● **WHAT TO PRODUCE**: Leaving the pictures aside, transcribe every line below exactly.

[Object point labels]
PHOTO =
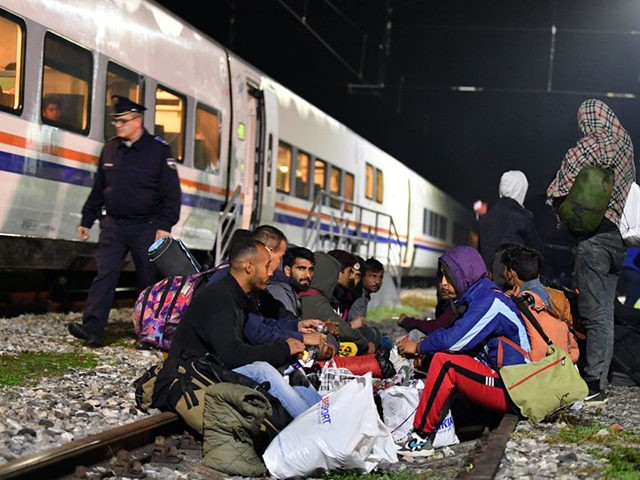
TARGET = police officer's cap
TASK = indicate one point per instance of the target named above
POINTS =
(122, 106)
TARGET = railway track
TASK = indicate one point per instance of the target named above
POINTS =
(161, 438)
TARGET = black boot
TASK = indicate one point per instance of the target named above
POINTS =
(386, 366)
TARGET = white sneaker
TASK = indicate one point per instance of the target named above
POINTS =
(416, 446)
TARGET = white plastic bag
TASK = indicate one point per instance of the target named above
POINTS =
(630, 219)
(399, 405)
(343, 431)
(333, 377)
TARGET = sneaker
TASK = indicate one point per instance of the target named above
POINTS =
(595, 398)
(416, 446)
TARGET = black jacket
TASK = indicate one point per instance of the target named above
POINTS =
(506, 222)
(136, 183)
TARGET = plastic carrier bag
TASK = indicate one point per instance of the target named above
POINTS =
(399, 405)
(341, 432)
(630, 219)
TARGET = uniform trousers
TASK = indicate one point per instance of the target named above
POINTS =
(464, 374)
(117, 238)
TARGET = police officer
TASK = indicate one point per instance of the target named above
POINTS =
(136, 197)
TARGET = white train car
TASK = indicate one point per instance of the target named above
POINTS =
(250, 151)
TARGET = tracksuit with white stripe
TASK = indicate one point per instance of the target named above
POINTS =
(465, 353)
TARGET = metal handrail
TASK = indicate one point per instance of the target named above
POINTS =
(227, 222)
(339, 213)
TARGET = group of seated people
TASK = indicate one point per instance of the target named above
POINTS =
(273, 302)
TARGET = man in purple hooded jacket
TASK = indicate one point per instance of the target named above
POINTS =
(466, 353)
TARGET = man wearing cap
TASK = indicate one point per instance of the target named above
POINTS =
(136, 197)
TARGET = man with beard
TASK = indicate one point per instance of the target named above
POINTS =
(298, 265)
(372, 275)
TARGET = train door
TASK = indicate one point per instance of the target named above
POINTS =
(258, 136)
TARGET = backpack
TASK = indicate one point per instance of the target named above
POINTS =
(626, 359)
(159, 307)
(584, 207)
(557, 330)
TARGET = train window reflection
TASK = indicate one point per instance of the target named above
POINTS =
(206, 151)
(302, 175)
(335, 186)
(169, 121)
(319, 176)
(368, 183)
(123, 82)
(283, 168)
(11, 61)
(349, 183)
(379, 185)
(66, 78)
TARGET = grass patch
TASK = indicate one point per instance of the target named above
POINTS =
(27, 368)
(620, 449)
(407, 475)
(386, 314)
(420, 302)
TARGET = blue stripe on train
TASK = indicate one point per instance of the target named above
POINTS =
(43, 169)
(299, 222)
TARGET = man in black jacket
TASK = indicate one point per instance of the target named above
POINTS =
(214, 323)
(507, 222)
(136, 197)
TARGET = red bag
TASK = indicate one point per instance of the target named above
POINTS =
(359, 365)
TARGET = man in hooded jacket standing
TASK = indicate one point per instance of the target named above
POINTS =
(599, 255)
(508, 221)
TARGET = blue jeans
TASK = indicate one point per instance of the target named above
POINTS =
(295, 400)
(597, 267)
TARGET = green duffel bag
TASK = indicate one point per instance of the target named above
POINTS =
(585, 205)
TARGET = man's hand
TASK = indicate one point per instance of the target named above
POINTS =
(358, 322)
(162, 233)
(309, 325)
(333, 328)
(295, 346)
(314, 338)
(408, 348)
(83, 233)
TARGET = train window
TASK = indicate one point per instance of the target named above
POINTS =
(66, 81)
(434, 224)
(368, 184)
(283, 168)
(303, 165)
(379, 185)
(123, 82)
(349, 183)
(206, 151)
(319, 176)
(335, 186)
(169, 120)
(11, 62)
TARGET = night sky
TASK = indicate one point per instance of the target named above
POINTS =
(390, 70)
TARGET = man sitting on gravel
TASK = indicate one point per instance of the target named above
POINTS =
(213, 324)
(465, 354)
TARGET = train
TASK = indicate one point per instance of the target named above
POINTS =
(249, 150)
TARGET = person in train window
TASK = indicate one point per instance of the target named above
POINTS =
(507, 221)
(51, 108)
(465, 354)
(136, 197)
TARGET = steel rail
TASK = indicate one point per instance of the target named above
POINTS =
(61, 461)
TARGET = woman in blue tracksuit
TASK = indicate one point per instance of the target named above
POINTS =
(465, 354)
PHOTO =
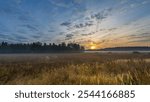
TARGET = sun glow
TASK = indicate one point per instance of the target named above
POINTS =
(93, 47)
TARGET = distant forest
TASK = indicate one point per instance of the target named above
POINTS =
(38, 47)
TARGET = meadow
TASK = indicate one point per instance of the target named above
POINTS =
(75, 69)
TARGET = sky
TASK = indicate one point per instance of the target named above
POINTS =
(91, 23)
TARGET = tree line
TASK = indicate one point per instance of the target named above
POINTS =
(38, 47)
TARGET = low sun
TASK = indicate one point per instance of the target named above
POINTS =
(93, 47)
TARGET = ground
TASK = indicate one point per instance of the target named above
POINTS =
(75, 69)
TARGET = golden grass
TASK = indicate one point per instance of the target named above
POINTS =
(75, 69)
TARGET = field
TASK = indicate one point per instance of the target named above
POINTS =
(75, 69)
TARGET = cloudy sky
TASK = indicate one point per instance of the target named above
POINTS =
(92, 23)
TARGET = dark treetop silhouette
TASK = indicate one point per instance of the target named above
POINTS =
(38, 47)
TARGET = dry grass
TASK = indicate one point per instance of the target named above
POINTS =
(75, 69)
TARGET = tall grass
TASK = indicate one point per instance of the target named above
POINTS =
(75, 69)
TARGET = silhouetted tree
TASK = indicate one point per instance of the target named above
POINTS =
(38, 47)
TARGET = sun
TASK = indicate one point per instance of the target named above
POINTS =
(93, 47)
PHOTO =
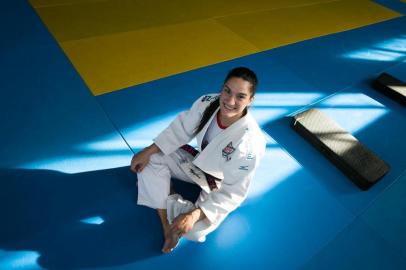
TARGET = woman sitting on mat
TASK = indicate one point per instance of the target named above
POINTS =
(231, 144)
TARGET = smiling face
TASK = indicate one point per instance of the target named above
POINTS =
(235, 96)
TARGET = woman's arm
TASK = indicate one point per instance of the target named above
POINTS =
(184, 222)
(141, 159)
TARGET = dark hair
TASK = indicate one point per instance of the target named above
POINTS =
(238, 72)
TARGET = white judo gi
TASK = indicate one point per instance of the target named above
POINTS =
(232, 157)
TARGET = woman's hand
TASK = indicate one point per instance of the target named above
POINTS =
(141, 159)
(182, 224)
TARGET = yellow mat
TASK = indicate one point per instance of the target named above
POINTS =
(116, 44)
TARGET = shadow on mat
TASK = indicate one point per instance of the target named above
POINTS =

● **WRITTEN ANSWER**:
PHOTO =
TARGET = police officer's cap
TASK = indicate one point per instance of the target named above
POINTS =
(122, 106)
TARGET = railway track
TASK = indicate one point per instance of the target named above
POINTS =
(161, 438)
TARGET = black boot
TASK = indicate one point per instance of the target named above
POINTS =
(386, 366)
TARGET = white sneaker
TASK = indicate one point per instance of the target named above
POINTS =
(416, 446)
TARGET = white plastic bag
TASK = indicate one point per instance of the target named above
POINTS =
(630, 219)
(399, 405)
(343, 431)
(333, 377)
TARGET = sneaker
TASK = indicate one point per instance of the target named above
POINTS =
(595, 398)
(416, 446)
TARGET = black jacket
TASK = indicate one point per instance of the target named above
POINTS =
(506, 222)
(136, 183)
TARGET = plastic carrier bag
TASK = indicate one point per instance of the target named above
POINTS =
(399, 405)
(341, 432)
(630, 219)
TARGET = uniform trousers
TASK = indicate one point per instance of the target named above
POINTS =
(464, 374)
(117, 238)
TARGET = police officer
TASK = indicate one point per instance of the target named above
POINTS =
(136, 197)
TARGET = white train car
TASK = indicate one point per instance of the target named above
POINTS =
(250, 151)
TARGET = tracksuit with white stripe
TASK = indicate one point per instance of the target named above
POINTS =
(465, 353)
TARGET = metal handrail
TASK = indicate one point per instance of the target named above
POINTS =
(227, 222)
(339, 213)
TARGET = group of seated people
TASK = indicate one point per instance of the target named above
POINTS =
(273, 302)
TARGET = man in purple hooded jacket
TASK = indicate one point per instance of the target named above
POINTS =
(466, 353)
TARGET = man wearing cap
TASK = indicate one point per instance of the target named above
POINTS =
(136, 197)
TARGET = man with beard
TASK = indicate one point per instance of the target named above
POINTS =
(298, 265)
(372, 275)
TARGET = train door
TASK = indicate one point per instance of the target named above
POINTS =
(258, 136)
TARGET = backpack
TASK = indicate one point per instance of the target named above
POINTS =
(626, 359)
(159, 307)
(584, 207)
(557, 330)
TARGET = train window reflection
TASK = indicate one point per instance of the target named above
POINTS =
(206, 151)
(302, 175)
(335, 186)
(169, 121)
(319, 176)
(368, 183)
(123, 82)
(283, 168)
(11, 61)
(349, 183)
(379, 185)
(66, 78)
TARGET = grass patch
TASK = indicate one point per instance of the target named above
POINTS =
(27, 368)
(620, 449)
(407, 475)
(386, 314)
(420, 302)
TARGET = blue stripe on train
TASK = indicate one point per instance of the target named above
POINTS =
(43, 169)
(299, 222)
TARGET = man in black jacket
TASK = indicate one point per instance of the target named above
POINTS =
(214, 323)
(507, 222)
(136, 197)
TARGET = red bag
TASK = indicate one point per instance of the target named above
POINTS =
(359, 365)
TARGET = man in hooded jacket standing
TASK = indicate one point per instance of the target named above
POINTS =
(599, 255)
(508, 221)
TARGET = blue jeans
TASK = indicate one point per instance of the target named above
POINTS =
(295, 400)
(597, 267)
TARGET = green duffel bag
TASK = indicate one point per instance of the target named above
POINTS =
(585, 205)
TARGET = man's hand
TASK = indicate one point per instance of the target named above
POINTS =
(358, 322)
(162, 233)
(309, 325)
(333, 328)
(295, 346)
(314, 338)
(408, 348)
(83, 233)
TARGET = train window
TASK = indicate one point per instance of the target named above
POINTS =
(66, 81)
(434, 224)
(368, 184)
(283, 168)
(303, 165)
(379, 185)
(123, 82)
(349, 183)
(206, 151)
(319, 176)
(335, 186)
(169, 120)
(11, 62)
TARGET = night sky
TASK = indicate one point per instance of the target named above
POINTS =
(390, 70)
TARGET = man sitting on gravel
TASK = indicate one point per instance of the target named above
POINTS =
(213, 324)
(465, 354)
TARGET = train
TASK = indicate one point per instance of the target named above
POINTS =
(249, 150)
TARGET = person in train window
TASK = indicate one point per instance of the target named above
POINTS =
(507, 221)
(51, 108)
(465, 354)
(136, 197)
TARGET = steel rail
TASK = indicate one point per instance of the target named above
POINTS =
(61, 461)
TARGET = woman in blue tracksuit
TASK = indicate one point per instance of the target named above
POINTS =
(465, 354)
PHOTO =
TARGET = sun glow
TASK = indicate one point per instance of the target named above
POINTS =
(93, 47)
TARGET = distant forest
TASK = indicate one point per instance of the target named above
POINTS =
(38, 47)
TARGET = meadow
TASK = indicate one point per instance of the target named above
POINTS =
(75, 69)
TARGET = sky
TASK = indicate one point per instance of the target named above
POINTS =
(91, 23)
TARGET = tree line
TASK = indicate one point per instance of the target named above
POINTS =
(38, 47)
TARGET = low sun
TASK = indicate one point per instance of the target named above
POINTS =
(93, 47)
TARGET = ground
TASK = indicate one point per instance of the target named above
POINTS =
(75, 69)
TARGET = golden grass
TASK = indicate one point per instance of the target named above
POINTS =
(75, 69)
TARGET = field
TASK = indicate one point per instance of the target named above
POINTS =
(75, 69)
TARGET = cloudy sky
TASK = indicate one point per instance of the target named above
POINTS =
(92, 23)
TARGET = dark treetop silhouette
TASK = indicate one point per instance of the target named above
POINTS =
(38, 47)
TARGET = dry grass
TASK = indicate one point per instance of the target named above
POINTS =
(75, 69)
TARGET = tall grass
TASK = indicate one point per instance of the target named above
POINTS =
(75, 69)
TARGET = silhouetted tree
TASK = indicate one point per instance of the target named above
POINTS =
(38, 47)
TARGET = sun
TASK = indicate one point per instance of the target named above
POINTS =
(93, 47)
PHOTO =
TARGET = woman sitting on mat
TASK = indicate one point per instance of the target named above
POINTS =
(231, 144)
TARGET = smiling face
TASK = indicate one point per instance of the target named above
POINTS =
(235, 96)
TARGET = woman's arm
TASK = indicate one point per instance of the target named above
POINTS =
(184, 222)
(141, 159)
TARGET = dark hair
TASK = indicate one point per instance of the target named above
POINTS =
(238, 72)
TARGET = white judo gi
TASK = indicate one point per instance of the target named above
POINTS =
(232, 157)
TARGET = woman's hand
TASK = indicate one point per instance of the target named above
POINTS =
(141, 159)
(182, 224)
TARGET = yellow mat
TASK = indicate one point per instance of the target named above
POINTS =
(116, 44)
TARGET = shadow on mat
TASK = indicate one point per instance of the target named above
POINTS =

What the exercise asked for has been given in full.